SHORT EXERCISE:
Output all of the data below exactly as given.

PROVIDED MATERIAL:
━━━━━━━━

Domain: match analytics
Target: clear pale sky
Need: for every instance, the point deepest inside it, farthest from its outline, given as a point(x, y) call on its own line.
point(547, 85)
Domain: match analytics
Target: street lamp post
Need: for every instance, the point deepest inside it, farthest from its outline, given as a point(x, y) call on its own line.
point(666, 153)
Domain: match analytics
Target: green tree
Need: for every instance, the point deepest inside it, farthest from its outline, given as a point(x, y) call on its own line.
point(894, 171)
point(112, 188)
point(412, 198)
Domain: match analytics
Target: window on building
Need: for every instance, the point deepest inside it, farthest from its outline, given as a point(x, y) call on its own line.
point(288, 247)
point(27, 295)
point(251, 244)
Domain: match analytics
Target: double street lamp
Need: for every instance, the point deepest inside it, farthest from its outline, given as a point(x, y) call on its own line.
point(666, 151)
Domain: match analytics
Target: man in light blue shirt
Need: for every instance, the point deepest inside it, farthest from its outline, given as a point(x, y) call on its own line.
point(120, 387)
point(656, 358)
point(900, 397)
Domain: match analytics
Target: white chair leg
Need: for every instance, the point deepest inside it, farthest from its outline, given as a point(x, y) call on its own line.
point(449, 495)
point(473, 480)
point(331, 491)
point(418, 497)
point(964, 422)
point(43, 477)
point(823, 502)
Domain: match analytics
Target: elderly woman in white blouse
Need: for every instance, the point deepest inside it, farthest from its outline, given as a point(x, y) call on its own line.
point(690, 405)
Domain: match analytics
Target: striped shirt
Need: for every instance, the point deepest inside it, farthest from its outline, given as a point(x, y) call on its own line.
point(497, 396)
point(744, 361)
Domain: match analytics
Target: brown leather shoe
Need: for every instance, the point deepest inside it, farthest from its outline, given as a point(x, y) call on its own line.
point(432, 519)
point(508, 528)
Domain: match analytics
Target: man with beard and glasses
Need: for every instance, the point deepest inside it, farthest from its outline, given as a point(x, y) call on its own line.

━━━━━━━━

RIGHT ANSWER:
Domain: match analytics
Target: clear pale sky
Need: for every instance, the point deepest inside it, farthest from its outline, given as a point(x, y) call on its own line.
point(547, 85)
Domain: match analytics
Target: street lamp post
Need: for every instance, the point deepest inside it, farthest from its outline, given as a point(x, y) call on its own line.
point(666, 153)
Domain: match analytics
Target: green tree
Need: for every instance, the point deepest inside it, farthest from its outline, given as a point(x, y) call on its own line.
point(894, 171)
point(112, 188)
point(412, 198)
Domain: match analytics
Target: window on building
Need: for every instance, the point deepest inside it, farthest from its outline, given as a point(x, y) call on its own line.
point(288, 247)
point(27, 295)
point(251, 244)
Domain: match analytics
Target: double street lamp
Need: for every instance, the point deepest inside it, farthest from its outline, given as a point(x, y) call on its own line.
point(666, 151)
Domain: match analytics
Target: man in light blue shirt
Need: for every instance, the point deepest inside it, farthest from its outline, given as a point(x, y) call on its own line.
point(120, 387)
point(656, 358)
point(900, 397)
Domain: match analytics
Target: white chair leg
Need: for every instance, the point deepest inside it, farthest from its outline, given as a point(x, y) call on its own line.
point(449, 495)
point(473, 480)
point(331, 491)
point(418, 497)
point(964, 422)
point(43, 477)
point(823, 502)
Domain: match analytics
Target: elderly woman in white blouse
Need: for every instance, the point deepest inside it, farthest from its outline, given as a point(x, y) call on its own line.
point(690, 405)
Domain: match analytics
Target: striped shirt
Need: for every instance, the point deepest inside it, farthest from its outline, given as a point(x, y) call on its own line.
point(497, 396)
point(744, 361)
Domain: match analytics
Target: brown leather shoe
Need: for every instance, the point deepest inside it, farthest from its outline, given as a point(x, y) call on its own line.
point(432, 519)
point(508, 528)
Domain: match analytics
Target: man with beard and glasses
Need: for every instance, the point deepest inside it, farthest from its outline, given as a point(x, y) call on its own line.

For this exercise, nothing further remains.